# [DOCUMENT SECTION]
+---+

Norway, Indonesia sign agreement for protection of rainforests
Indonesia is home to the world's third-largest rainforest area - Photo. Pixbay

Indonesia and Norway have signed a new agreement for the protection of rainforests. This comes months after the collapse of a similar $1-billion agreement that was part of a UN-backed global initiative criticised for its ineffectiveness.

The deal was signed by Norwegian Climate and Environment Minister Espen Barth Eide and his Indonesian counterpart Siti Nurbaya Bakar in Indonesia's capital Jakarta.

Environmentalists blame Indonesia -- home to the world's third-largest rainforest area -- for a deforestation free-for-all by allowing companies to clear land for plantations.

The country's tree cover has decreased by 18 percent since 2000, a loss that accounts for 6.5 percent of the global total since then, according to Global Forest Watch.

+---+

# [DATA ENTRIES]
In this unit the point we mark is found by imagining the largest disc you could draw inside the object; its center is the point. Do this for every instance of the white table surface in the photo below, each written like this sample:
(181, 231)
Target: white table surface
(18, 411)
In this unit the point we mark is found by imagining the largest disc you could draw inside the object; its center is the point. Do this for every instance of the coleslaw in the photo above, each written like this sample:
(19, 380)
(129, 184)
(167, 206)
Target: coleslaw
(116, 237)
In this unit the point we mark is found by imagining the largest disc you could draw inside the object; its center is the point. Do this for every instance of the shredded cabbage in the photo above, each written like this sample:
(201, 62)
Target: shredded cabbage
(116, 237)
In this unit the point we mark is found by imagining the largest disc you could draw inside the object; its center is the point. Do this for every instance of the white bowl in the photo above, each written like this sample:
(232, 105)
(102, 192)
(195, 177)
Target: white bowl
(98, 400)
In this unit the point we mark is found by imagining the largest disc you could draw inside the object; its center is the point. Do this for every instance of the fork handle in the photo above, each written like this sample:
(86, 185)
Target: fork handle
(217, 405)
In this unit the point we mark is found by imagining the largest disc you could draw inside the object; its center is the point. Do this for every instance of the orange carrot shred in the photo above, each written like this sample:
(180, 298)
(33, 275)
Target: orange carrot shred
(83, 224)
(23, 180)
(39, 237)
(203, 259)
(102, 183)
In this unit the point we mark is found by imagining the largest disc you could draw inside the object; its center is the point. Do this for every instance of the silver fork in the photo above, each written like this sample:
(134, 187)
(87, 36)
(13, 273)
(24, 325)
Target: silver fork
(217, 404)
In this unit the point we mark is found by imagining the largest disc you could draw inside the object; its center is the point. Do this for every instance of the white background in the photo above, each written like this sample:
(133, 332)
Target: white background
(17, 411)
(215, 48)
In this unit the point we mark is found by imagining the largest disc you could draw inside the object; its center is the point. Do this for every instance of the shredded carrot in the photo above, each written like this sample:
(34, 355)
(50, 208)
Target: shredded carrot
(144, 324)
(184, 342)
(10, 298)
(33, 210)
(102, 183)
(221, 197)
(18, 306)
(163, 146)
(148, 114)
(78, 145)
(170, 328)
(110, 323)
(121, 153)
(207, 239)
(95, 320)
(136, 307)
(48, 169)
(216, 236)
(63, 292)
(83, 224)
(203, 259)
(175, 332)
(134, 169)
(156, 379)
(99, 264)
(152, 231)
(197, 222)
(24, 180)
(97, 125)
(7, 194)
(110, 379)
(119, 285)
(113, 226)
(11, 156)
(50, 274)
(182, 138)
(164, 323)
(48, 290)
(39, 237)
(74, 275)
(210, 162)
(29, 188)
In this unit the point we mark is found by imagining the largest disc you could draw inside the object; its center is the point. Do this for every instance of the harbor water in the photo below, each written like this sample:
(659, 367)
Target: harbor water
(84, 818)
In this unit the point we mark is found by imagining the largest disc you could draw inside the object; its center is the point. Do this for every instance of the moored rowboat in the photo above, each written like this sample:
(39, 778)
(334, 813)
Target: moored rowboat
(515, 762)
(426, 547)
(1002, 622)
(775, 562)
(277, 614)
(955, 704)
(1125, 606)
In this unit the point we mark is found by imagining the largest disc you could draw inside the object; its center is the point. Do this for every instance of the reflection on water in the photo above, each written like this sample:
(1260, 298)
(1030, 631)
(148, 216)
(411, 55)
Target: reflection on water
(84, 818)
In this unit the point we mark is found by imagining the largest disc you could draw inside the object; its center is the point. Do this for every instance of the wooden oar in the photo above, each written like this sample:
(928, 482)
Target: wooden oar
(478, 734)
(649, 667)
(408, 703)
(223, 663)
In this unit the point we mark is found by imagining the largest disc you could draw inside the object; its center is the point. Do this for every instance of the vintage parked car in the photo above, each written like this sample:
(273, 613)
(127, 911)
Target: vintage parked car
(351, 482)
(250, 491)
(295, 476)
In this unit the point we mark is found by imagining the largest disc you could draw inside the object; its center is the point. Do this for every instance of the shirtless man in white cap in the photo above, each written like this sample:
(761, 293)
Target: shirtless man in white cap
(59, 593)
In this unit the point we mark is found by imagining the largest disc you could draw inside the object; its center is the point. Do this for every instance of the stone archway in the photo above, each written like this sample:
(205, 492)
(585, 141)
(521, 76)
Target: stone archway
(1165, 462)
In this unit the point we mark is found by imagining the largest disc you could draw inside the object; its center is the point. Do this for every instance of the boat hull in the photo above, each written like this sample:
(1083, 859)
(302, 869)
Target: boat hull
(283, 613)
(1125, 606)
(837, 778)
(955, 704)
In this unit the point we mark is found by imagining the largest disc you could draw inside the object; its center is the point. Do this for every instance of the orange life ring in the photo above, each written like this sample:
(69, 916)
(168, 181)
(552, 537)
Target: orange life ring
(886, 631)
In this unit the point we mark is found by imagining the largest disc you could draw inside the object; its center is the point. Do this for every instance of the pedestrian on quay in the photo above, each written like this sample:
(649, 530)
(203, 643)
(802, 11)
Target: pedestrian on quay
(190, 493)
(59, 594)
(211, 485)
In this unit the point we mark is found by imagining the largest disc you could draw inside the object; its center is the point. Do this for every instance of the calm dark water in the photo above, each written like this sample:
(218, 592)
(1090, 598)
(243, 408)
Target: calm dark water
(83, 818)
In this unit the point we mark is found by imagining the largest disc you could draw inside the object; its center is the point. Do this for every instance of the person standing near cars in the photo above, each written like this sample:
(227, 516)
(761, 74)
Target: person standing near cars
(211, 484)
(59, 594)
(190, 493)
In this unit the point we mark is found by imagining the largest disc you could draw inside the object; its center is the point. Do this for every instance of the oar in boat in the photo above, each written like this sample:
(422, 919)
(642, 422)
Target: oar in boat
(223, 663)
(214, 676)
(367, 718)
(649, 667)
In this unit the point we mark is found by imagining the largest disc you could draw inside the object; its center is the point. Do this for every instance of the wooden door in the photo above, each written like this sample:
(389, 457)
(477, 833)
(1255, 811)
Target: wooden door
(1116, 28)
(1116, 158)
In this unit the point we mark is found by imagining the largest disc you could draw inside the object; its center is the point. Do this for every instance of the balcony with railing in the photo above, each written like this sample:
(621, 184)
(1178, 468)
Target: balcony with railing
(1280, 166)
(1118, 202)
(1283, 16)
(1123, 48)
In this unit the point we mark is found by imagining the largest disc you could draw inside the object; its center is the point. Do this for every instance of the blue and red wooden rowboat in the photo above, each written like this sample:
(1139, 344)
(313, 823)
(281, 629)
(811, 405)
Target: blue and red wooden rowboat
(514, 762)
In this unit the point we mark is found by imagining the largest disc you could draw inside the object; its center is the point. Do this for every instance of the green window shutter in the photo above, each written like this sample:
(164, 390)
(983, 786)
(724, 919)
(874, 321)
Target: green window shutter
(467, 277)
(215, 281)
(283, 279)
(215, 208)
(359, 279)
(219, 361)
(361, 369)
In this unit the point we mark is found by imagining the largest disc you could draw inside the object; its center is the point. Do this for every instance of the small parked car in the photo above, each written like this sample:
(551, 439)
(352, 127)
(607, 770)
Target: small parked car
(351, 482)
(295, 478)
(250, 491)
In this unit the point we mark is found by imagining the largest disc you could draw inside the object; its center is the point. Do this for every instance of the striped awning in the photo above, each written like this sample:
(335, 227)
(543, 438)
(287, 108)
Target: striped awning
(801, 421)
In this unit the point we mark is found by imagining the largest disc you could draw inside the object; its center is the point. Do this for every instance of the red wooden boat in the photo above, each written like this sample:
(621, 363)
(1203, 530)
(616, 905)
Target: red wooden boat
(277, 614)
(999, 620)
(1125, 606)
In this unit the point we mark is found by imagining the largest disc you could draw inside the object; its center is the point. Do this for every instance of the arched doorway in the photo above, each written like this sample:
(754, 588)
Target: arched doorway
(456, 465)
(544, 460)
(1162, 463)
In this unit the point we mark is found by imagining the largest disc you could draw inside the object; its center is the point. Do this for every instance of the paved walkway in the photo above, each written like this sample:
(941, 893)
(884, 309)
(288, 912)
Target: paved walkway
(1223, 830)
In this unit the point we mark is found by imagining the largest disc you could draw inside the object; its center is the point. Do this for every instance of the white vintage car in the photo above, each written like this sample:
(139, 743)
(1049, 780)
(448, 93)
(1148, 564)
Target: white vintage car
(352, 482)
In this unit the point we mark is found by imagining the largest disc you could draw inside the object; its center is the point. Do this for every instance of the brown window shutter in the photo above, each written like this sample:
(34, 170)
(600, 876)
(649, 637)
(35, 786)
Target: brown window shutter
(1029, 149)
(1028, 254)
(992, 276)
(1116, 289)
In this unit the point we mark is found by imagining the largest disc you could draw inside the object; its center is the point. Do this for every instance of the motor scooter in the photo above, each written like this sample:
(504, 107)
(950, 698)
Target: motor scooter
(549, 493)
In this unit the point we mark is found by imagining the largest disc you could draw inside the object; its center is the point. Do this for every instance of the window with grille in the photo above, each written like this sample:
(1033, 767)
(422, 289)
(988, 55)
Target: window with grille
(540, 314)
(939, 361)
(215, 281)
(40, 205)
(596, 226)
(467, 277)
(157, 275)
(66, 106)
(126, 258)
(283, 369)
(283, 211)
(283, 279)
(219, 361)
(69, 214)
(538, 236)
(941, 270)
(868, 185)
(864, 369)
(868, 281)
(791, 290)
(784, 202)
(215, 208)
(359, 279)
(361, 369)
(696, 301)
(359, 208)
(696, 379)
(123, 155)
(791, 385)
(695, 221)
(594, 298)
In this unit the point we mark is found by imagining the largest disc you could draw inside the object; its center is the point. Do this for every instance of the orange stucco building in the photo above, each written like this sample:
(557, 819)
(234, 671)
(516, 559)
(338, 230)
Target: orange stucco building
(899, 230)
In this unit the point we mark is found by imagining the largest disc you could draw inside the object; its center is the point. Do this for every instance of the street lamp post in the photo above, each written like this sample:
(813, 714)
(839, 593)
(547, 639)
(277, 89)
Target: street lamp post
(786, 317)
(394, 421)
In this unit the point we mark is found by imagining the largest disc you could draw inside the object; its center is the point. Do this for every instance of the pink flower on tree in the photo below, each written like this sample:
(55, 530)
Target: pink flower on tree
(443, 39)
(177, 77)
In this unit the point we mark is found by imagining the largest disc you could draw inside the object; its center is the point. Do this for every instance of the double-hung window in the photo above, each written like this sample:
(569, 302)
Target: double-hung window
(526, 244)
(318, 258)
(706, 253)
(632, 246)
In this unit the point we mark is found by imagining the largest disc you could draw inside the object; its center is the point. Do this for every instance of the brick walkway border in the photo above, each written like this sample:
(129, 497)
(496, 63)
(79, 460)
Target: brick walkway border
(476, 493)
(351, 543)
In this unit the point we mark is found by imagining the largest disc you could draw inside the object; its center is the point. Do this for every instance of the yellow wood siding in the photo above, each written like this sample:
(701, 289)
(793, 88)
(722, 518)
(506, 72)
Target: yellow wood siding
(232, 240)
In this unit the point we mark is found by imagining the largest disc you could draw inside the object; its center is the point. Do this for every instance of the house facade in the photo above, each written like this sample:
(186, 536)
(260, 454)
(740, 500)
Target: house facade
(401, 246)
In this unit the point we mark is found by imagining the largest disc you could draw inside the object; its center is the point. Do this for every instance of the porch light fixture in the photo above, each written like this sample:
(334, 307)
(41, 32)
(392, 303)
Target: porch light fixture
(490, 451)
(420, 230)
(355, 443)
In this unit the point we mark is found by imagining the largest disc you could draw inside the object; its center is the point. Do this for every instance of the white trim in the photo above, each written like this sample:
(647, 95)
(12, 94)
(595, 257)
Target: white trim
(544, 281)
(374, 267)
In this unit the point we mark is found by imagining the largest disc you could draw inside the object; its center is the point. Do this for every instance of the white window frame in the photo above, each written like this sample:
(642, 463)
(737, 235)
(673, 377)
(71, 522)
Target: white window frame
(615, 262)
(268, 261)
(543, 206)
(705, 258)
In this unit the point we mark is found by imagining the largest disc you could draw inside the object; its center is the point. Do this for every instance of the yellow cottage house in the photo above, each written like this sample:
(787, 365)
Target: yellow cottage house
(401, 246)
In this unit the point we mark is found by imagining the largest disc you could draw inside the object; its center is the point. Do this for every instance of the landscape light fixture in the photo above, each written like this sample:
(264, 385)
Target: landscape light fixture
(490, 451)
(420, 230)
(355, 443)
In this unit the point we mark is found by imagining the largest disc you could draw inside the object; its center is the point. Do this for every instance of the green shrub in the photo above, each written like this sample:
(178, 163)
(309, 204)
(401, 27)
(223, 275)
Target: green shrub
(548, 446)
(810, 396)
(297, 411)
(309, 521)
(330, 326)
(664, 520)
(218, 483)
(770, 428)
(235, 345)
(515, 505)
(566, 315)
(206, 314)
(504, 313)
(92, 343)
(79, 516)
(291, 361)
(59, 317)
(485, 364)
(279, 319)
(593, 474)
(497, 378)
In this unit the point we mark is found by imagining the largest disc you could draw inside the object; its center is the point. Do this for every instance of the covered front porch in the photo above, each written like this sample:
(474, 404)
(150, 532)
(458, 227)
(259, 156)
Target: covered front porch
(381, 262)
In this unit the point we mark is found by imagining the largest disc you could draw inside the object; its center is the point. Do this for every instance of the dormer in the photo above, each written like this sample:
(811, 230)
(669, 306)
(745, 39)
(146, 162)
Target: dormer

+---+

# [THE EXERCISE]
Continue the article on the Norway–Indonesia rainforest agreement from where it stops, picking up after the sentence about the 18 percent decrease in tree cover.

# [REPLY]
Jakarta has made some progress by reducing the rate of primary forest loss for five straight years up to 2021, according to monitor Global Forest Watch, and in 2020 claimed its lowest deforestation rate for two decades.

Indonesia's tree cover has decreased by 18 percent since 2000, a loss that accounts for 6.5 percent of the global total since then - Photo. Pixabay

According to the deal, Norway will send Jakarta an initial $56 million payment for its deforestation reduction in the year 2016 to 2017.

Norway's International Climate and Forest Initiative will pay the instalments directly to Indonesia's Environment Fund.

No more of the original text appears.